Excerpts of bounding box data
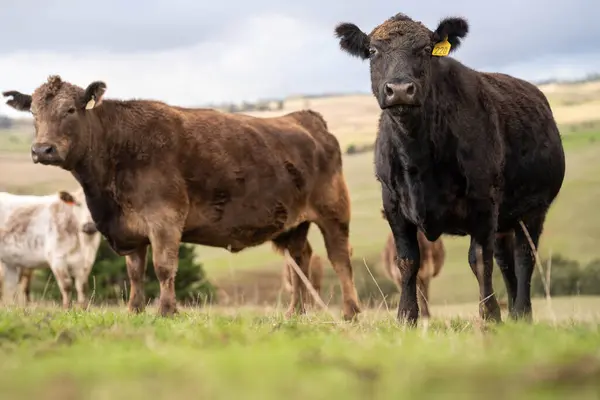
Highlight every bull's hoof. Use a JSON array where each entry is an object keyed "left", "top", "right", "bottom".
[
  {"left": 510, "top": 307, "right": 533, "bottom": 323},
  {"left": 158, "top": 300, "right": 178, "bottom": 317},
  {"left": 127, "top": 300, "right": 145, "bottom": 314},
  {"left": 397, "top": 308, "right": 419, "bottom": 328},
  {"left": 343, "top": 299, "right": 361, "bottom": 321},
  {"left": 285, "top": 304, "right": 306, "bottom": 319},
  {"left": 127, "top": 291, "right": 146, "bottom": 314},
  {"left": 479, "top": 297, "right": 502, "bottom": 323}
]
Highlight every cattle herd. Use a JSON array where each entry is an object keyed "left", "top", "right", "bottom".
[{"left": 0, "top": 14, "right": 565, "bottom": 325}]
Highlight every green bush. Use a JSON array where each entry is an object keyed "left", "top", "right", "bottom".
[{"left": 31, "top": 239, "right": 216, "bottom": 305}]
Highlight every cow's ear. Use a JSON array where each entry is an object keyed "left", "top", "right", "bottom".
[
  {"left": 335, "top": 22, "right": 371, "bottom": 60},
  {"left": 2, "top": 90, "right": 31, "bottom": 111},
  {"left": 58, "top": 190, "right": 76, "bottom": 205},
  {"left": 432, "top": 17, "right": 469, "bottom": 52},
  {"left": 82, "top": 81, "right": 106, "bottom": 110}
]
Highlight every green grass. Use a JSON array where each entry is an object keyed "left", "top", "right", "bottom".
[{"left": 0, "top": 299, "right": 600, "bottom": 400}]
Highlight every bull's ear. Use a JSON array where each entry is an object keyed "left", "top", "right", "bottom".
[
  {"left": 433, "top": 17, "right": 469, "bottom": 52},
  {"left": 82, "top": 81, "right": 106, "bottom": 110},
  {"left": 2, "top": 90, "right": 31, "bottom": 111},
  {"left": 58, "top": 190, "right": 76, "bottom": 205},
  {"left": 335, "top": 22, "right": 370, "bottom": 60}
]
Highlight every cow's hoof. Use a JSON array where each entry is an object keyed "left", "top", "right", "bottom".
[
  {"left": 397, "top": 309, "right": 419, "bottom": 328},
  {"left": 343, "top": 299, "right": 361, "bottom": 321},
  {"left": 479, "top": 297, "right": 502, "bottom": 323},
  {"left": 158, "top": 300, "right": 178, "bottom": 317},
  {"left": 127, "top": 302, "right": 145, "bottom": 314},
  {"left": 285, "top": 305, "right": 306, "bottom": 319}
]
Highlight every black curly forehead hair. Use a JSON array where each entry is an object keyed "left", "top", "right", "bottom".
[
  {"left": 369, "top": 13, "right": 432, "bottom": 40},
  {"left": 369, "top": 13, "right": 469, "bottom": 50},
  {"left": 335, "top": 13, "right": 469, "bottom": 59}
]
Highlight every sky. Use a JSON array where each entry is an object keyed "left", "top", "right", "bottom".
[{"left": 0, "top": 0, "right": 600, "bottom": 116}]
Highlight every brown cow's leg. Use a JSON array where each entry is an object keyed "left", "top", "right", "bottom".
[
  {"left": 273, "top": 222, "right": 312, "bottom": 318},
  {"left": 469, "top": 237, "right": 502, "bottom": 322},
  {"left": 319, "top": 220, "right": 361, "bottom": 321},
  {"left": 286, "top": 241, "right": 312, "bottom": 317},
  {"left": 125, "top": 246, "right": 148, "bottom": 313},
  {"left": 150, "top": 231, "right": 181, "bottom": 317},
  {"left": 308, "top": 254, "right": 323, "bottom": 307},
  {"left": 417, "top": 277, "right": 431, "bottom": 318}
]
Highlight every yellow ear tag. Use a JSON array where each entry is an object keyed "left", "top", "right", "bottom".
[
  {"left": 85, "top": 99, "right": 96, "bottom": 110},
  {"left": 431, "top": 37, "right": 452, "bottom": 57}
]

--

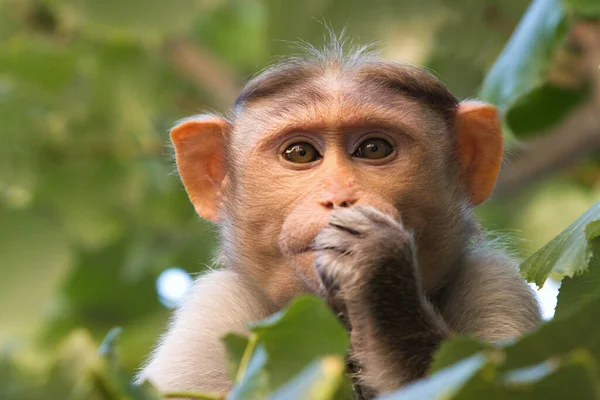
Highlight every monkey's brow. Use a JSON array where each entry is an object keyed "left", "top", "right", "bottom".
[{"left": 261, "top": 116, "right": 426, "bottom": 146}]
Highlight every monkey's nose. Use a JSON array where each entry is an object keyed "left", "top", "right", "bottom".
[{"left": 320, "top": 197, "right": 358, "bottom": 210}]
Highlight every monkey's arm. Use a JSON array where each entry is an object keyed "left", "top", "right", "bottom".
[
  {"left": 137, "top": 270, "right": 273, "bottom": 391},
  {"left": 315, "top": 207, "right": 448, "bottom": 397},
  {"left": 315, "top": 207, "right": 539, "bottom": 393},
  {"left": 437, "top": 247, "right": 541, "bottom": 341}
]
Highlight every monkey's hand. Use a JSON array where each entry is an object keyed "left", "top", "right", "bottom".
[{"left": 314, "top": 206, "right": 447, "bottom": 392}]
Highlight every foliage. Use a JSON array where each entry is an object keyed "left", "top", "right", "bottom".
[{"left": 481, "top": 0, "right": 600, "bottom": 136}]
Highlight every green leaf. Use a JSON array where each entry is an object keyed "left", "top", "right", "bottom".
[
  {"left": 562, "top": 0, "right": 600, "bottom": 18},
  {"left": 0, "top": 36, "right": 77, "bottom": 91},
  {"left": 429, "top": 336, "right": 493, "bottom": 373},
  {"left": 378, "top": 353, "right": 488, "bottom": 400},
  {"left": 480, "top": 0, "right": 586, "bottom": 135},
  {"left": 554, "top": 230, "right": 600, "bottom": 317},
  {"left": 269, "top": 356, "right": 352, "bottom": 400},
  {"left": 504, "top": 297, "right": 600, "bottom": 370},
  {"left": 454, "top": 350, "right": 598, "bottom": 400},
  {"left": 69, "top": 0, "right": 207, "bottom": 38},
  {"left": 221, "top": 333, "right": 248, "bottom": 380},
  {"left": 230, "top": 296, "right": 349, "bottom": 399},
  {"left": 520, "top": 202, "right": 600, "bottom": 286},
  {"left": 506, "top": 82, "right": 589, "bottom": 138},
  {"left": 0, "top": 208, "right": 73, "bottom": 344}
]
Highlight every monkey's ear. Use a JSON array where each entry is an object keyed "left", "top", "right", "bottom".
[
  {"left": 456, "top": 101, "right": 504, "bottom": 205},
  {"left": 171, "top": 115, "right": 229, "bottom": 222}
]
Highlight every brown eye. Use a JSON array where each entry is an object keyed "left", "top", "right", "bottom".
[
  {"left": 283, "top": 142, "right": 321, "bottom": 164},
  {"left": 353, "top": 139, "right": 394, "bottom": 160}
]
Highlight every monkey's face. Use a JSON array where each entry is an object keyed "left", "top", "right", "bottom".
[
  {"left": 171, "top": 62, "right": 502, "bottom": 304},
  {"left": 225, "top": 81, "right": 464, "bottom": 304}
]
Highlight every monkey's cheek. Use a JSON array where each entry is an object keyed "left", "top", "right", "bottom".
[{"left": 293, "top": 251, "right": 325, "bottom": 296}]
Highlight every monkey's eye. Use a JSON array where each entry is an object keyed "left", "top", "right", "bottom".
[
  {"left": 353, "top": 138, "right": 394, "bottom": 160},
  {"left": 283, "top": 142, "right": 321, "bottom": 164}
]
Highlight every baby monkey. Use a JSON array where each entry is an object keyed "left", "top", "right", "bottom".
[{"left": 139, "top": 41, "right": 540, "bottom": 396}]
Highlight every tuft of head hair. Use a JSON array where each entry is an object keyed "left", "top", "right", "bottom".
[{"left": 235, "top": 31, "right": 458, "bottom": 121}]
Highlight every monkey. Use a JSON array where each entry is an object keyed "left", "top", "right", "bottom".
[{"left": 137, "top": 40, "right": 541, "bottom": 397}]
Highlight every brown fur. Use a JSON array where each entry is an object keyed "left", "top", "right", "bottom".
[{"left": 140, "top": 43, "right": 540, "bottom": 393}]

* * *

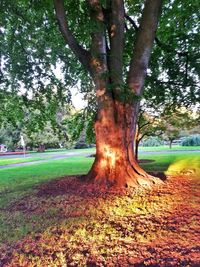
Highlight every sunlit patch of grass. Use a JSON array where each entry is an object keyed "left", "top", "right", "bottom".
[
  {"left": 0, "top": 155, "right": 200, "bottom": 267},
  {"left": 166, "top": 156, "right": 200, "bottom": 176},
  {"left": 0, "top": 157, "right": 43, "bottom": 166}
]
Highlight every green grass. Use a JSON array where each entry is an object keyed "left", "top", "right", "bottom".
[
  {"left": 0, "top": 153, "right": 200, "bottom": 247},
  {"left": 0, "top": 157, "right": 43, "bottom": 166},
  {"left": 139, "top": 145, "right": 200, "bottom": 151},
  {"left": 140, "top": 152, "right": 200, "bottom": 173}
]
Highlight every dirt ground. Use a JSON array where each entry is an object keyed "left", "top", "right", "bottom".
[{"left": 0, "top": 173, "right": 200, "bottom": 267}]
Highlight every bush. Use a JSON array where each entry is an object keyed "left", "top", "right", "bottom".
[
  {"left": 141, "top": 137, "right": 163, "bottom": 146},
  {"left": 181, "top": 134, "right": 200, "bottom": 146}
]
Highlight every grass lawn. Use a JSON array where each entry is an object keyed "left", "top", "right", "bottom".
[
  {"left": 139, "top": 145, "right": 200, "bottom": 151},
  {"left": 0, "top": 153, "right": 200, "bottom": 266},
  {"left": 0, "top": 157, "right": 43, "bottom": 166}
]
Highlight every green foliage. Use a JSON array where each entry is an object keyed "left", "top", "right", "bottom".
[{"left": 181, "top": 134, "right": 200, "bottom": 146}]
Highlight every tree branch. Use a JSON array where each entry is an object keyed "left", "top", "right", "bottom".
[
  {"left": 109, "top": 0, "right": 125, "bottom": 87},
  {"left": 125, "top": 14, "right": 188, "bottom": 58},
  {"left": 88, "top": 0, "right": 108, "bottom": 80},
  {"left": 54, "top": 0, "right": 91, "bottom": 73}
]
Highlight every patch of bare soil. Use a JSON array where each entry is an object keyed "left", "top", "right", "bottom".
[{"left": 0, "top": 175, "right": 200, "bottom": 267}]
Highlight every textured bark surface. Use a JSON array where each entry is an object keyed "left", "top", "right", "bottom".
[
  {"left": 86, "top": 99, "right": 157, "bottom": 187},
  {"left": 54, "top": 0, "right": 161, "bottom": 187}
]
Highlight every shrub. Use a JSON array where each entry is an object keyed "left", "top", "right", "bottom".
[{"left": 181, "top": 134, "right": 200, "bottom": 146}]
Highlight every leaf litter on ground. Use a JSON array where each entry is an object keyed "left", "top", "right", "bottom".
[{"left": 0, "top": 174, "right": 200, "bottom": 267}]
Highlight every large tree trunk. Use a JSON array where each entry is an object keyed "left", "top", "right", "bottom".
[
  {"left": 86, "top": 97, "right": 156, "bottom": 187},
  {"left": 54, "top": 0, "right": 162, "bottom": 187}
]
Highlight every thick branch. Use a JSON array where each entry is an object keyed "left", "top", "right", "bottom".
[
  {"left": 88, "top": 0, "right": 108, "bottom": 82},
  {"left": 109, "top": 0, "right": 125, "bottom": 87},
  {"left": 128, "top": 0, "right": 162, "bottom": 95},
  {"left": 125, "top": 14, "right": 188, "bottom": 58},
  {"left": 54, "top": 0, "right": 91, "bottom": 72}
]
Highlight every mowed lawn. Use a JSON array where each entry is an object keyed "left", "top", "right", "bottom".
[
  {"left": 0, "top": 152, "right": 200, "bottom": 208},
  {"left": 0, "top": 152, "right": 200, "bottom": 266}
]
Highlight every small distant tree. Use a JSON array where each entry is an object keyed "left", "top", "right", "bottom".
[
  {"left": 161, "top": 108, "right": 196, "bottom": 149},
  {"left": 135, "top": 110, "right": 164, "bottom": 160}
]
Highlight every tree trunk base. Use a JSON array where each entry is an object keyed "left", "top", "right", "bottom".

### [GIVEN INSTRUCTION]
From the entries above, gather every line that contains the word "ground" and copy each of those lines in full.

### [FINISHED EXERCISE]
Highlight every dirt ground. Use a JSON array where each entry is an object keyed "left", "top", "right", "bottom".
Highlight every leaf litter on ground. Use a JSON array where each entry is an object keyed "left", "top", "right", "bottom".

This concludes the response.